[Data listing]
━━━
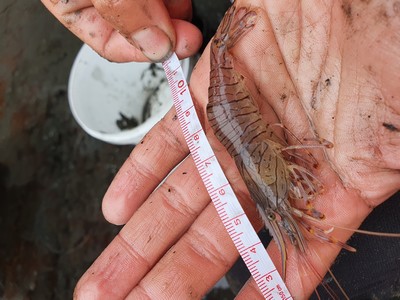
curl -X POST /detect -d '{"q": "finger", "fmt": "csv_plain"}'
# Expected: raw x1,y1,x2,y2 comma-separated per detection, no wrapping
127,198,260,299
75,137,255,299
102,109,189,224
93,0,176,61
42,0,202,62
76,158,210,299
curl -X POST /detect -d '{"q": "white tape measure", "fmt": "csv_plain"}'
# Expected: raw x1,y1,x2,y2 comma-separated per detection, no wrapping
163,53,292,299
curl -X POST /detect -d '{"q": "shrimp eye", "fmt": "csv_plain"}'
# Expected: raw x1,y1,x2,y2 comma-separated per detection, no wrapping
267,213,276,221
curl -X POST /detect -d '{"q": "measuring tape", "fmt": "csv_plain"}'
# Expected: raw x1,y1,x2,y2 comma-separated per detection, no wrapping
163,53,292,299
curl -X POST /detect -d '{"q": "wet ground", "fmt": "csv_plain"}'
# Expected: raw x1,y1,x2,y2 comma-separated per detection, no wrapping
0,0,400,299
0,0,228,299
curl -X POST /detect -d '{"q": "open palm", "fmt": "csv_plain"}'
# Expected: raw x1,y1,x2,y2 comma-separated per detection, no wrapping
76,0,400,299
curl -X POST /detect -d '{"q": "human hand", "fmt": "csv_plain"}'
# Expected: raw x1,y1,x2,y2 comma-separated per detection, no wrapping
42,0,202,62
75,0,400,299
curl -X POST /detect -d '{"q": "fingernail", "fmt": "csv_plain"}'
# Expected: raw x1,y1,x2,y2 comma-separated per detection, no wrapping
131,26,172,62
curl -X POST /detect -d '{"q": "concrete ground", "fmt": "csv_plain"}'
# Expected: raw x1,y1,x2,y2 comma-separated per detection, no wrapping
━━━
→ **TO DO**:
Reproduce every line of the material above unchanged, omitting the pictures.

→ **FULL OUTPUT**:
curl -X POST /detect -d '{"q": "finger", "fmt": "csv_plain"}'
# Expected: raw x1,y1,x2,y2 comma-separated per detection, no wrapping
127,198,260,299
75,137,255,299
102,109,189,224
93,0,176,61
42,0,202,62
76,158,210,299
curl -X POST /detect -d '{"q": "white tape measure", "fmt": "csv_plain"}'
# Expected: raw x1,y1,x2,y2 comma-separated per detection, no wrapping
163,53,292,299
curl -X POST /detect -d '{"q": "shrimp eye", "fmt": "csv_plain"}'
# Expected: raw x1,y1,x2,y2 comma-separated per detection, no wrapping
267,213,276,221
curl -X POST /detect -d '{"q": "measuring tape", "fmt": "csv_plain"}'
# Expected: raw x1,y1,x2,y2 comma-separated per detection, no wrapping
163,53,292,299
curl -X POST /detect -d '{"q": "wet ground", "fmt": "csv_plain"}'
# Expected: raw x1,y1,x2,y2 comma-separated per detection, no wrapping
0,0,400,299
0,0,228,299
curl -X POST /detect -d '{"q": "open palm", "fmt": "csv_plain"}'
# Expected: raw x1,y1,x2,y2 comma-separated per detection, no wrapping
76,0,400,299
curl -X POST /detect -d '{"q": "human hand", "fmt": "csv_plain"}'
# Expected: raw x1,y1,x2,y2 comma-separated per detection, no wrapping
42,0,202,62
75,0,400,299
curl -X POST /detect -d '{"q": "fingernail", "fmt": "csv_plain"}'
# Expected: raw x1,y1,x2,y2 comma-separated per detection, no wrapping
131,26,172,62
curl -X POST /detect -d '{"q": "concrete ground", "fmt": "csv_plain"}'
# Expected: raw x1,y1,x2,y2 comma-separated per detection, no wrapping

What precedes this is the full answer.